• **WHAT YOU ARE ASKED TO DO**:
Put every line of the listing below into a Markdown table with two columns, Row for the line number and Content for the line, skipping any blank lines. Leave the pictures out of the answer.

• **THE RECORDS**:
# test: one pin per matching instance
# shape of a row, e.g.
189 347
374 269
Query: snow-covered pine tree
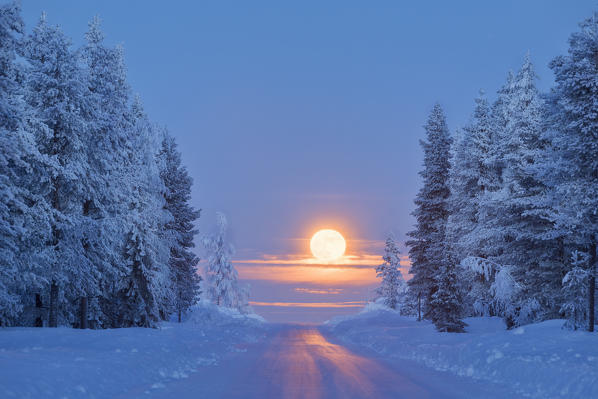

• **ANSWER TO THIS PROBLEM**:
| Row | Content |
|---|---|
| 1 | # test: one pin per matching instance |
| 2 | # shape of a row, e.g. |
| 3 | 189 347 |
| 4 | 374 269 |
| 5 | Query: snow-covered pine tree |